>> begin

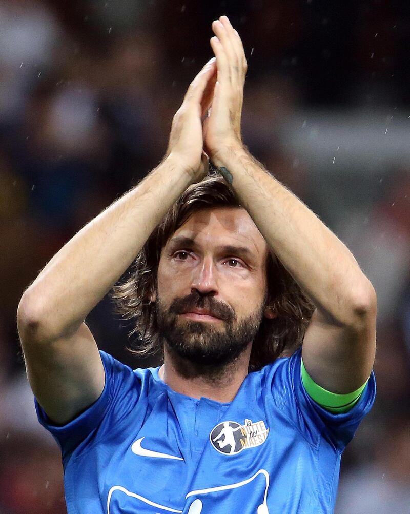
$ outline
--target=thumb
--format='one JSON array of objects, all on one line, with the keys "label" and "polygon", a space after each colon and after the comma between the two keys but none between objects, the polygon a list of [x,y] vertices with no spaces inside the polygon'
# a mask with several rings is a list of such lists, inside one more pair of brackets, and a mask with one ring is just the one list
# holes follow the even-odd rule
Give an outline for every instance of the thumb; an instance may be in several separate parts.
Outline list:
[{"label": "thumb", "polygon": [[196,182],[200,182],[200,181],[206,177],[208,172],[209,171],[209,157],[205,153],[203,150],[202,151],[202,155],[201,156],[201,162],[199,164],[199,168],[198,169],[198,180]]}]

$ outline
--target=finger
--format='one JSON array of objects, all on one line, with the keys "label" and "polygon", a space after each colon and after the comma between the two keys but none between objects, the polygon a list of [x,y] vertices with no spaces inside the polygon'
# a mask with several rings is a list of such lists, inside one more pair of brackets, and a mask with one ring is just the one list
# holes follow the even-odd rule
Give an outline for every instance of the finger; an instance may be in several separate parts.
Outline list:
[{"label": "finger", "polygon": [[236,54],[236,57],[239,66],[242,66],[243,71],[246,71],[247,67],[247,63],[246,62],[245,51],[244,49],[242,40],[240,39],[238,31],[233,28],[227,16],[221,16],[219,18],[219,20],[223,24],[223,26],[226,29],[227,33],[229,36],[232,47]]},{"label": "finger", "polygon": [[213,57],[194,79],[188,87],[183,103],[200,102],[209,78],[215,73],[215,58]]},{"label": "finger", "polygon": [[216,66],[214,67],[214,73],[209,77],[201,100],[201,119],[202,119],[212,103],[214,88],[216,82]]},{"label": "finger", "polygon": [[209,171],[209,158],[203,150],[202,151],[199,171],[200,175],[203,176],[206,175]]},{"label": "finger", "polygon": [[211,38],[211,46],[216,58],[216,66],[218,68],[216,80],[222,84],[227,84],[230,86],[231,75],[228,58],[220,41],[216,36]]},{"label": "finger", "polygon": [[229,34],[223,24],[219,20],[215,20],[212,23],[212,30],[222,44],[231,66],[237,66],[237,56]]}]

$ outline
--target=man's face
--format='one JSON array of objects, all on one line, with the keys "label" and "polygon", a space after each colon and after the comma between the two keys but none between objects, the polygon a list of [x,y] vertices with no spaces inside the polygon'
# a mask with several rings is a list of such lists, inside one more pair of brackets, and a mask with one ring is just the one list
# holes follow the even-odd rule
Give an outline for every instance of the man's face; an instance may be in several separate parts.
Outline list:
[{"label": "man's face", "polygon": [[[162,248],[156,314],[172,351],[220,367],[256,335],[265,309],[267,245],[244,209],[198,211]],[[193,310],[196,310],[193,313]]]}]

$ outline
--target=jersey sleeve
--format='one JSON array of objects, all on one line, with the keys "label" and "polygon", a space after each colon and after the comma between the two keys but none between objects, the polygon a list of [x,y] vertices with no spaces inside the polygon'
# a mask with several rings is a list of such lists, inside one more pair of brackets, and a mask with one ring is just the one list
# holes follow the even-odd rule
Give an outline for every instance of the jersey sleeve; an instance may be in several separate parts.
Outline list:
[{"label": "jersey sleeve", "polygon": [[76,450],[79,454],[96,444],[118,426],[135,407],[141,391],[140,380],[128,366],[100,351],[105,374],[104,389],[98,399],[66,425],[53,423],[34,398],[40,424],[58,443],[63,462]]},{"label": "jersey sleeve", "polygon": [[341,452],[351,440],[359,425],[370,411],[376,397],[372,371],[358,401],[344,412],[321,406],[306,391],[302,378],[302,348],[289,358],[279,359],[271,370],[270,386],[274,402],[312,444],[324,437]]}]

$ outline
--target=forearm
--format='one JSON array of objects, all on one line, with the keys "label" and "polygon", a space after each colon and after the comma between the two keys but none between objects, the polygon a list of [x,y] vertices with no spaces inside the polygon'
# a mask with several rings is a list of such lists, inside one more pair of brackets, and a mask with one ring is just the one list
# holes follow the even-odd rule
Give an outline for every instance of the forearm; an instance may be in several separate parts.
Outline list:
[{"label": "forearm", "polygon": [[245,149],[227,149],[214,161],[229,170],[241,204],[318,310],[336,323],[360,317],[373,290],[345,245]]},{"label": "forearm", "polygon": [[171,155],[85,225],[23,295],[19,310],[26,320],[50,338],[76,329],[191,181]]}]

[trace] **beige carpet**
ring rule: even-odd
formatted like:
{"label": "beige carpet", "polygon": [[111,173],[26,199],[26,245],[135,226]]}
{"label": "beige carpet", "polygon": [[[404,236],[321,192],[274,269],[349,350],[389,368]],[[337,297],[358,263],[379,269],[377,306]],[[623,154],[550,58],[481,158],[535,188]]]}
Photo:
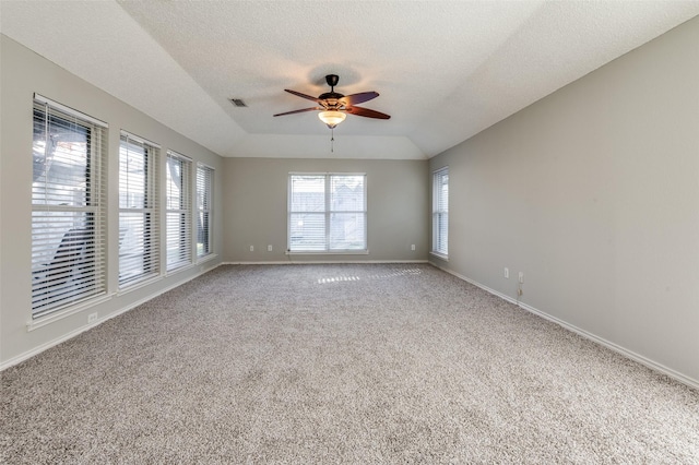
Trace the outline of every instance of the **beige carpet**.
{"label": "beige carpet", "polygon": [[1,373],[0,463],[699,463],[699,393],[429,265],[221,266]]}

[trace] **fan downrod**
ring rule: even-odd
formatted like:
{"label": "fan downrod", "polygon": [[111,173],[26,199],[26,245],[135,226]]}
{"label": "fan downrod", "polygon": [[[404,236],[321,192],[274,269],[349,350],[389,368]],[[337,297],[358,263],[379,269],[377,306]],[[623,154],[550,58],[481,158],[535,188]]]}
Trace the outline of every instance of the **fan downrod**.
{"label": "fan downrod", "polygon": [[[337,74],[328,74],[325,76],[325,82],[328,83],[328,85],[330,87],[334,87],[335,85],[337,85],[337,82],[340,81],[340,76]],[[332,92],[333,90],[331,88],[330,92]]]}

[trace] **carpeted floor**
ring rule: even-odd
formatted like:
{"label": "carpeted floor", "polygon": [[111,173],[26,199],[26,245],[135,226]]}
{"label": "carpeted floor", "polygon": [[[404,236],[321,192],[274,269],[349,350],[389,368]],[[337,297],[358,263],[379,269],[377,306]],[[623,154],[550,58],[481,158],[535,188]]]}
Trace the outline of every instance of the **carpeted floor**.
{"label": "carpeted floor", "polygon": [[699,393],[429,265],[221,266],[1,374],[0,463],[699,463]]}

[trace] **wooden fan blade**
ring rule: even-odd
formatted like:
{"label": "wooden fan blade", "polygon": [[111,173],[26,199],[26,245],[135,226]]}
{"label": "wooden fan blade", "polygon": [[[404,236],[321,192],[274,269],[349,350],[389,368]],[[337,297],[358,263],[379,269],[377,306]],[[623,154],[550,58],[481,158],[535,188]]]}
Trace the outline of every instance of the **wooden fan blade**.
{"label": "wooden fan blade", "polygon": [[320,99],[318,99],[318,98],[316,98],[316,97],[311,97],[310,95],[301,94],[300,92],[291,91],[291,90],[288,90],[288,88],[285,88],[284,91],[288,92],[289,94],[294,94],[294,95],[296,95],[297,97],[301,97],[301,98],[307,98],[307,99],[309,99],[309,100],[313,100],[313,102],[316,102],[316,103],[318,103],[318,104],[320,104],[320,103],[322,102],[322,100],[320,100]]}
{"label": "wooden fan blade", "polygon": [[350,107],[345,111],[347,111],[351,115],[363,116],[367,118],[377,118],[377,119],[391,118],[390,115],[382,114],[381,111],[370,110],[368,108],[362,108],[362,107]]}
{"label": "wooden fan blade", "polygon": [[352,95],[342,97],[337,99],[337,102],[340,102],[343,105],[352,106],[352,105],[362,104],[364,102],[369,102],[370,99],[376,98],[378,96],[379,96],[378,92],[374,92],[374,91],[362,92],[359,94],[352,94]]}
{"label": "wooden fan blade", "polygon": [[305,111],[313,111],[313,110],[322,110],[322,108],[320,108],[320,107],[304,108],[303,110],[286,111],[286,112],[283,112],[283,114],[276,114],[276,115],[272,115],[272,116],[284,116],[284,115],[303,114]]}

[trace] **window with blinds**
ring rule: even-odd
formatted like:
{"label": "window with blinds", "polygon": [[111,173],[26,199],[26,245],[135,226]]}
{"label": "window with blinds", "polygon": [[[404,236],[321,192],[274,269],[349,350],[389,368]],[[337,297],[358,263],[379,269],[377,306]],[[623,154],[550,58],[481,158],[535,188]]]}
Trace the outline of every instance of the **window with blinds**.
{"label": "window with blinds", "polygon": [[119,146],[119,287],[159,272],[159,146],[121,132]]}
{"label": "window with blinds", "polygon": [[366,175],[292,174],[288,178],[288,250],[367,250]]}
{"label": "window with blinds", "polygon": [[197,257],[212,252],[212,204],[214,170],[197,165]]}
{"label": "window with blinds", "polygon": [[433,175],[433,252],[447,257],[449,251],[449,167]]}
{"label": "window with blinds", "polygon": [[34,98],[32,317],[106,293],[107,124]]}
{"label": "window with blinds", "polygon": [[191,201],[190,186],[192,160],[167,151],[165,175],[167,222],[167,271],[187,266],[191,253]]}

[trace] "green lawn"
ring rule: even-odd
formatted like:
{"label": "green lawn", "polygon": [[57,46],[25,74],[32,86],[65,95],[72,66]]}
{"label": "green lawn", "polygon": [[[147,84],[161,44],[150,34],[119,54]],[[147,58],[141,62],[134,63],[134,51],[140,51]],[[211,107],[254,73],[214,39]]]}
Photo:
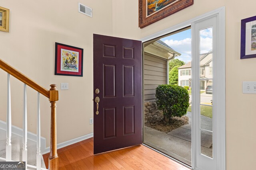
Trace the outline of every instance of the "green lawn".
{"label": "green lawn", "polygon": [[[188,111],[191,111],[191,106],[190,106],[187,110]],[[201,114],[210,117],[212,118],[212,107],[211,106],[201,106]]]}
{"label": "green lawn", "polygon": [[[191,94],[191,90],[188,90],[188,94]],[[200,91],[200,94],[204,93],[205,92],[205,91]]]}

>> end

> [Exercise description]: Beginning with the line that holds "[trace] **window with blinds**" and ending with the last line of the material above, extract every line exactly, pictures excluded.

> [Solution for this task]:
[trace] **window with blinds**
ring rule: even-odd
formatted like:
{"label": "window with blinds", "polygon": [[111,173],[26,199],[26,245],[135,226]]}
{"label": "window with blinds", "polygon": [[[404,236],[321,192],[274,269],[349,350],[389,368]],[[337,297],[358,263],[379,269],[377,306]],[[623,154],[550,58],[481,158],[535,188]]]}
Trace the outline of every instance of the **window with blinds**.
{"label": "window with blinds", "polygon": [[119,146],[119,287],[159,272],[159,146],[121,132]]}
{"label": "window with blinds", "polygon": [[366,175],[292,174],[288,178],[288,250],[367,250]]}
{"label": "window with blinds", "polygon": [[197,257],[212,252],[212,204],[214,170],[197,165]]}
{"label": "window with blinds", "polygon": [[433,175],[433,252],[447,257],[449,251],[449,167]]}
{"label": "window with blinds", "polygon": [[34,98],[32,317],[106,293],[107,124]]}
{"label": "window with blinds", "polygon": [[191,201],[190,186],[192,160],[167,151],[165,175],[167,222],[167,271],[187,266],[191,253]]}

[trace] "green lawn"
ring rule: even-odd
formatted like:
{"label": "green lawn", "polygon": [[57,46],[25,74],[32,86],[65,95],[72,66]]}
{"label": "green lawn", "polygon": [[[147,84],[161,44],[150,34],[119,54]],[[147,58],[141,62],[134,63],[134,51],[140,51]],[[211,107],[254,73],[214,39]]]}
Photo:
Trace the outline of every instance of the "green lawn".
{"label": "green lawn", "polygon": [[[188,111],[191,111],[191,106],[190,106],[187,110]],[[201,114],[210,117],[212,118],[212,107],[211,106],[201,106]]]}
{"label": "green lawn", "polygon": [[[191,94],[191,90],[188,90],[188,94]],[[200,91],[200,94],[204,93],[205,92],[205,91]]]}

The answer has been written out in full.